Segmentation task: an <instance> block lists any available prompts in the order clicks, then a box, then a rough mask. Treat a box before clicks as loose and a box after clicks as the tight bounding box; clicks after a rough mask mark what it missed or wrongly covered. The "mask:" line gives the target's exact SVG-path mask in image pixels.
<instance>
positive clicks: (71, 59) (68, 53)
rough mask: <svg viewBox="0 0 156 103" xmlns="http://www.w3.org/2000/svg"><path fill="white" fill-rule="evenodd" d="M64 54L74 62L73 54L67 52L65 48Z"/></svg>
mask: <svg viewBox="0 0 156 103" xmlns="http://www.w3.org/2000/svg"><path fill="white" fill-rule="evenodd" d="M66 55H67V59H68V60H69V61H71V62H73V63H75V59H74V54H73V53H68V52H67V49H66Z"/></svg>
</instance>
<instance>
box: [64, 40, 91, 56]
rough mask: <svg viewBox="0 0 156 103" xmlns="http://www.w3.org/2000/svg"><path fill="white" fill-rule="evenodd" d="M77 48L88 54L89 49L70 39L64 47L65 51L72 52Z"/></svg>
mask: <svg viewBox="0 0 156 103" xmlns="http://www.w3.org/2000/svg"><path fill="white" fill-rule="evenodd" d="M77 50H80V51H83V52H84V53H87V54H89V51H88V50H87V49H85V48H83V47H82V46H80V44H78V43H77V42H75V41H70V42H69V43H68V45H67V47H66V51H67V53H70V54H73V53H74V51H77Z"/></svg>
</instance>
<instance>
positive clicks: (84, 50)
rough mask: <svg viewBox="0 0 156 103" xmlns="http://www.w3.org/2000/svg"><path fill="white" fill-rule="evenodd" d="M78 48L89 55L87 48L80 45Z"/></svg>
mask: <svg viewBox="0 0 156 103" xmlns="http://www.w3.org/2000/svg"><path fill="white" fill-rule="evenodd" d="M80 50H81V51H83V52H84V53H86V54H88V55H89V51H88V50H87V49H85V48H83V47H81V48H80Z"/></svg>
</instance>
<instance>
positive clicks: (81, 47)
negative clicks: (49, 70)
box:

-- ABOUT THIS TASK --
Please give again only the lines from the start of the material through the line holding "positive clicks: (71, 59) (68, 53)", exactly as they are written.

-- SOLVED PROBLEM --
Segmentation task: an <instance> block lists any available prompts in the order clicks, then a box, then a rough mask. Treat a box before clicks as loose and a box after clicks as the tight bounding box; clicks after a rough mask mark what it missed or wrongly covered. The "mask:" line gives the target's exact SVG-path mask in image pixels.
<instance>
positive clicks: (71, 59) (68, 53)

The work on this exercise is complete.